### Page
* BEGIN *
Automated Essay Scoring Model

This project aims to build a machine learning model that automatically scores essays based on a provided dataset. The model is implemented using a combination of NLP techniques, machine learning algorithms, and deep learning models.

Features

LSTM Model for essay scoring.
Word2Vec for word embeddings.
Support for multiple regression models (Linear Regression, Gradient Boosting Regressor, Support Vector Regression).
K-Fold Cross-Validation for model evaluation.
Exporting and Loading Trained Models for future predictions.

Dataset

The dataset required for this project will be automatically downloaded and extracted when the script or notebook is run. It contains essay texts along with their corresponding scores.
* END *
### Task to carry out
Pick up the essay scoring project description after its last sentence and carry it on. The items have a separate origin from the essay scoring project description.

### Data listing
* BEGIN *
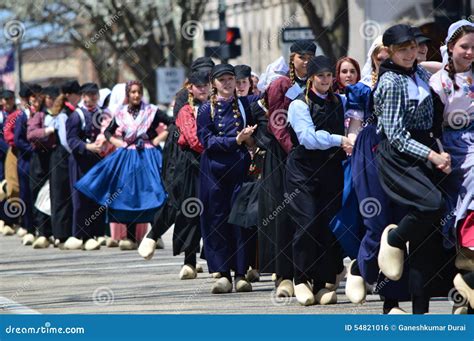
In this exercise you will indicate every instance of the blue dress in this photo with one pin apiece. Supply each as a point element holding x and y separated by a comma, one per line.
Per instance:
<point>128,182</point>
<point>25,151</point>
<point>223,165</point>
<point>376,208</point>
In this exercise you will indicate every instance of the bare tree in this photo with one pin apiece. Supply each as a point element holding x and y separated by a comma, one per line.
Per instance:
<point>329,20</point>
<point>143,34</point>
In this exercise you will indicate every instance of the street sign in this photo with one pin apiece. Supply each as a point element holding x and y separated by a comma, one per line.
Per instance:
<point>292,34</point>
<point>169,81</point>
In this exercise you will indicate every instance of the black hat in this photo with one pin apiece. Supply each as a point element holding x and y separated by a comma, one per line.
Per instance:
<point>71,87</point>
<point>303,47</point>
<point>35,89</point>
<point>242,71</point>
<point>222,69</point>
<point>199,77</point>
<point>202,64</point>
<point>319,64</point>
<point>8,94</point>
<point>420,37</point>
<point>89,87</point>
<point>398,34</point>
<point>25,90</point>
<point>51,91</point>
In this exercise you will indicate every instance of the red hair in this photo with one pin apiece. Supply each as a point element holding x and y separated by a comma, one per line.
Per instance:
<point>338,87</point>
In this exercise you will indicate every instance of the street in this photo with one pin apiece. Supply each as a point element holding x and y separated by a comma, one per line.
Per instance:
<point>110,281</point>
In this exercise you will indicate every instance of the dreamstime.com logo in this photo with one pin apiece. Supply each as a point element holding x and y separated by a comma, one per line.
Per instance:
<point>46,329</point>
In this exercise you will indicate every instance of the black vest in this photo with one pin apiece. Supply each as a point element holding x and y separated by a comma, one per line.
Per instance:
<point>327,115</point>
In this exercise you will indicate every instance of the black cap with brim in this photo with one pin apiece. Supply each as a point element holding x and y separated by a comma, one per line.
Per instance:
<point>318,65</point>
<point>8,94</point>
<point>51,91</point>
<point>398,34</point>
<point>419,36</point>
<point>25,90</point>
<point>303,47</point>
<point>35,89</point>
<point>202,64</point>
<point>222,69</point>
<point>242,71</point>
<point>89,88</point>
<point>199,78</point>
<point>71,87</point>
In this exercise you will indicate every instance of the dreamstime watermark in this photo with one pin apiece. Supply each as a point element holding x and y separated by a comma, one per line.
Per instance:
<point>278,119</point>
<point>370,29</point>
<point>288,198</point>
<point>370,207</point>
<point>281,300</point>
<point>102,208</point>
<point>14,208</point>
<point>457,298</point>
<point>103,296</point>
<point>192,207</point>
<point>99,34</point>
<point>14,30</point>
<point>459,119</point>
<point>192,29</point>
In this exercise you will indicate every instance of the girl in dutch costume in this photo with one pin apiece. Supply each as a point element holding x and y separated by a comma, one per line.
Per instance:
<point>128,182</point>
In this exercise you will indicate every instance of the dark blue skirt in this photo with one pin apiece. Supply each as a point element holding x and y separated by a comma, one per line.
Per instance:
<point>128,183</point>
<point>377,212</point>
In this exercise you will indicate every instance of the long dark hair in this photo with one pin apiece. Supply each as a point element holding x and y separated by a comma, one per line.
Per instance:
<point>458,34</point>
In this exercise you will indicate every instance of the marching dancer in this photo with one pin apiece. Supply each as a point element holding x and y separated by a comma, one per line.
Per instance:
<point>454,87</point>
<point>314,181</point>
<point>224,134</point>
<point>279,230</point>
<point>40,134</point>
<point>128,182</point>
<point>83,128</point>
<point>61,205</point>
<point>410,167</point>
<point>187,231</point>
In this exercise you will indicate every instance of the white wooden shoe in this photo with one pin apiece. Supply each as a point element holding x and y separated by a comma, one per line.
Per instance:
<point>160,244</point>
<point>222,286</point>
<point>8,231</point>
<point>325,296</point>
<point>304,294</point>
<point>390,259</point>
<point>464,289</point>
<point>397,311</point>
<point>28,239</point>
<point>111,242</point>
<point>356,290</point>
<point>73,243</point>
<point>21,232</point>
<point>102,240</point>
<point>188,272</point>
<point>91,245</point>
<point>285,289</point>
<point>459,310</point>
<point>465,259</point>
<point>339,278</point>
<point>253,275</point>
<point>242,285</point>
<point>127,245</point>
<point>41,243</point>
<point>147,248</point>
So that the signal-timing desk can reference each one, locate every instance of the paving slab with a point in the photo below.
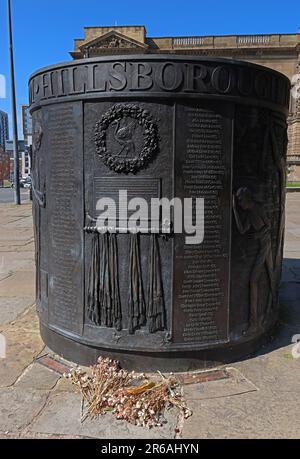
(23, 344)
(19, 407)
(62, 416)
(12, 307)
* END *
* BEGIN *
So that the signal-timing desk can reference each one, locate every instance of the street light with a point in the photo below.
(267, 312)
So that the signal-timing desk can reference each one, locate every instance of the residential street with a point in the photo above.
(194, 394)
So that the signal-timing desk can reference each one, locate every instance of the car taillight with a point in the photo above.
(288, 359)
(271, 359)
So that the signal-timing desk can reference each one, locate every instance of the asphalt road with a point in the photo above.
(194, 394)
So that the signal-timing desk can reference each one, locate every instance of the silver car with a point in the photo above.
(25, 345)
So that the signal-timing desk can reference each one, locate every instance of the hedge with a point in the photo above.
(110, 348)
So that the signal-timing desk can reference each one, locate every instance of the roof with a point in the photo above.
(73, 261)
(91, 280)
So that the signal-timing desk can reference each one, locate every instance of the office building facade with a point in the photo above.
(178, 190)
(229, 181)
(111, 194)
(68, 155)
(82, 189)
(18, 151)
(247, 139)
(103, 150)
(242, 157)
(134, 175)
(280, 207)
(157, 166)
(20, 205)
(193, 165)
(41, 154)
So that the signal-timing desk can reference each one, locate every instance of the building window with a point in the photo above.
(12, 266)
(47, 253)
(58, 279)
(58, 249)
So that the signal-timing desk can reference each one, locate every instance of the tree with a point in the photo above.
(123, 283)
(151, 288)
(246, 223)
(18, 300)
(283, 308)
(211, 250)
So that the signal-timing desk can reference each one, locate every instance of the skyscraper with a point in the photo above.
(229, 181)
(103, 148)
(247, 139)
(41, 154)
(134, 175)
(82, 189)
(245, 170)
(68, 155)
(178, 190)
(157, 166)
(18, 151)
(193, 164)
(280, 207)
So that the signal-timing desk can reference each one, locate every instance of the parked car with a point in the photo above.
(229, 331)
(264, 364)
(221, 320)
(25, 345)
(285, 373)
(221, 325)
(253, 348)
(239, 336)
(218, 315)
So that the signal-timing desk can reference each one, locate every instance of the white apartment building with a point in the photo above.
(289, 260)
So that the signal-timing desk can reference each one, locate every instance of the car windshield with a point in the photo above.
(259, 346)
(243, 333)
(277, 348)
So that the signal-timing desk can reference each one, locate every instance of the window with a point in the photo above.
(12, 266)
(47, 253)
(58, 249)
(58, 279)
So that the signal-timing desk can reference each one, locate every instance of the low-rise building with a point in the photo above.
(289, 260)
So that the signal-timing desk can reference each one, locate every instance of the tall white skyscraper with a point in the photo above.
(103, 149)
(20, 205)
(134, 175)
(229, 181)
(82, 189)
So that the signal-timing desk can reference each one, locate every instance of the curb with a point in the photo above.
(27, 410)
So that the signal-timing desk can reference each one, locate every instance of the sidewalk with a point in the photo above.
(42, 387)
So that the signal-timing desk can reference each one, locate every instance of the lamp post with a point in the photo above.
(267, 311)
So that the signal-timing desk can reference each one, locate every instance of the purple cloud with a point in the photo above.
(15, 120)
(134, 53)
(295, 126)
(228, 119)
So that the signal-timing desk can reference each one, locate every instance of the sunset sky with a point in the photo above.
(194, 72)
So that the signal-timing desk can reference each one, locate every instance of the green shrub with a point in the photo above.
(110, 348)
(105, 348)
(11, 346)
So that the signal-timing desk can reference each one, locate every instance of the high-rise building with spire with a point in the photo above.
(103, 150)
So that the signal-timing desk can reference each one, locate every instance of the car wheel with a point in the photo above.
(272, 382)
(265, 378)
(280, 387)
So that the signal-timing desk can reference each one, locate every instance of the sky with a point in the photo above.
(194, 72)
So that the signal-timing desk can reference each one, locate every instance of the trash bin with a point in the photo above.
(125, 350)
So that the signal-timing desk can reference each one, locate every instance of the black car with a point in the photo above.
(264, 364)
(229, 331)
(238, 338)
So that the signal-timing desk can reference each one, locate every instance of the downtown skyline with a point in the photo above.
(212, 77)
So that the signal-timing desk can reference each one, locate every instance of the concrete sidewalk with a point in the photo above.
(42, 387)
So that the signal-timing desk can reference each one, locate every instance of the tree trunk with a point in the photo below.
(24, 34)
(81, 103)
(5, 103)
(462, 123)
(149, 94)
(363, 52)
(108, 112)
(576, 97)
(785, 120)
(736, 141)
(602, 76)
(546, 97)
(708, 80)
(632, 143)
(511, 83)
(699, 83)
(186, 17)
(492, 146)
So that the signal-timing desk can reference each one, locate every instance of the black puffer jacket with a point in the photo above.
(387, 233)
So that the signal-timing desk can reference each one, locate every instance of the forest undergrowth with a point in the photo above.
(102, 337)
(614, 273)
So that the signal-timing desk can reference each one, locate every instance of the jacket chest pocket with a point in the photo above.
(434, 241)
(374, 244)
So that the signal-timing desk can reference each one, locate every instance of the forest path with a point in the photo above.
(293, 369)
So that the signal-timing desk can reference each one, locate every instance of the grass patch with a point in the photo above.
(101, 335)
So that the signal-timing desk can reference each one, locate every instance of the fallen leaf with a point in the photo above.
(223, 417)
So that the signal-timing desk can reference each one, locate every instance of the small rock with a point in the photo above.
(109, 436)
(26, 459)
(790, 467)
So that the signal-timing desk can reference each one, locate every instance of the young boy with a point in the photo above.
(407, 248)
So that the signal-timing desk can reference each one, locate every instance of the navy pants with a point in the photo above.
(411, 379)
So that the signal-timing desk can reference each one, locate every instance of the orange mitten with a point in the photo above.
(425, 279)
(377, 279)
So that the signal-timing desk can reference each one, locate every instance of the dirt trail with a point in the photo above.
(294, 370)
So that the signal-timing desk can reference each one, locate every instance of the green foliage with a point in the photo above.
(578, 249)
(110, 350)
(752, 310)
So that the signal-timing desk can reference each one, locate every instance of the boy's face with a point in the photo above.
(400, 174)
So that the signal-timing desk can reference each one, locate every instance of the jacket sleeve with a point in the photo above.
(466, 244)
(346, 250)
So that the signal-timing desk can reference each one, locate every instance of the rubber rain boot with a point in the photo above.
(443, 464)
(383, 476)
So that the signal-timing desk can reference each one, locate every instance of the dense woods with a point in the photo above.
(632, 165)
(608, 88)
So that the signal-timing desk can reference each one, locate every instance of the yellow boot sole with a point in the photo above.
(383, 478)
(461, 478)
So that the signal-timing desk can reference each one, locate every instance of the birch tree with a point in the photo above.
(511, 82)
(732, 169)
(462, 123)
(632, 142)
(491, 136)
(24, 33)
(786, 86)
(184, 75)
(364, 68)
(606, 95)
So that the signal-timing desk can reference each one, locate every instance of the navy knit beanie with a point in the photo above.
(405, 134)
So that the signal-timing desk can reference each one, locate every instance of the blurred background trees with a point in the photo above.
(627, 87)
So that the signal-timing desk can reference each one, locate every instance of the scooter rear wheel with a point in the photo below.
* END *
* BEGIN *
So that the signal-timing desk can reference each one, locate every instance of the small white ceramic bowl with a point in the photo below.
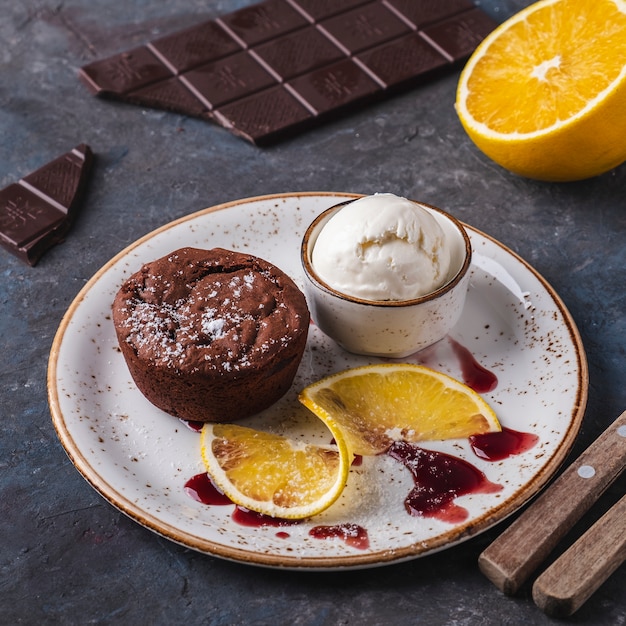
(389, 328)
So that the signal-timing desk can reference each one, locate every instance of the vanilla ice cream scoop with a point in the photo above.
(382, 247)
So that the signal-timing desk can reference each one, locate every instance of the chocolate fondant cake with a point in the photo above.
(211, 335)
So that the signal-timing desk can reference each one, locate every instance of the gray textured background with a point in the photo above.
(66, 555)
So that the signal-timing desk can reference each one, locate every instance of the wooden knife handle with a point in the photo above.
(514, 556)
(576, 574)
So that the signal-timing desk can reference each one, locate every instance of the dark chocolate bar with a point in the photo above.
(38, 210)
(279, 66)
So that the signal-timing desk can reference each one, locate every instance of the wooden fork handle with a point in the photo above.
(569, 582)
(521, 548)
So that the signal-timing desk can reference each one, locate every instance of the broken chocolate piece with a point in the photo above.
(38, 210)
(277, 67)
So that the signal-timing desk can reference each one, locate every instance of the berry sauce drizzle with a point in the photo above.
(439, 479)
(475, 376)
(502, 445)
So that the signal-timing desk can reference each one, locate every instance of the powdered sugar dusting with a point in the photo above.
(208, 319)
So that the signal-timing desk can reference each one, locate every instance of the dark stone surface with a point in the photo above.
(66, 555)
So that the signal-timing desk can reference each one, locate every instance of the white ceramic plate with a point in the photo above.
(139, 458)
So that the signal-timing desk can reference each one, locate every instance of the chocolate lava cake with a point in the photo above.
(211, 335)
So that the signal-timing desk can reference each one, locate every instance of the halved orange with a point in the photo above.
* END *
### Solved exercise
Getting Started

Prerequisites

Ensure that you have Python 3.11.9 installed along with the necessary libraries. You can install the required dependencies using pip:

pip install -r requirements.txt

Installation

Clone the repository:

git clone https://github.com/a-sajjad72/CodeAlpha_Automated_Essay_Scoring.git
cd CodeAlpha_Automated_Essay_Scoring

Download and Extract Dataset:

The dataset will be automatically downloaded and extracted when you run the notebook or script. You do not need to manually download the data. If you want to download the dataset manually, you can use the following code snippet:

import os
import requests
import zipfile

def download_dataset_file(url, destination_path):
    if not os.path.exists(destination_path):
        response = requests.get(url)
        with open(destination_path, "wb") as file:
            file.write(response.content)

# Create a directory for the dataset
os.makedirs("Dataset", exist_ok=True)

download_dataset_file(
    "https://www.dropbox.com/scl/fi/0s4skjwowniwy1pn3uwaz/essay_scorer_dataset.zip?rlkey=uhcmx6z82llbkc7hs24ww97fl&st=l55tyxi3&dl=1",
    "Dataset/essay_scorer_dataset.zip",
)

def extract_zip_file(zip_file_path=None):
    with zipfile.ZipFile(zip_file_path, "r") as z:
        z.extractall("Dataset")
        print("Extraction completed successfully.")

extract_zip_file("Dataset/essay_scorer_dataset.zip")

Run the Jupyter Notebook:

Launch the Jupyter notebook to interact with the model and run the training code.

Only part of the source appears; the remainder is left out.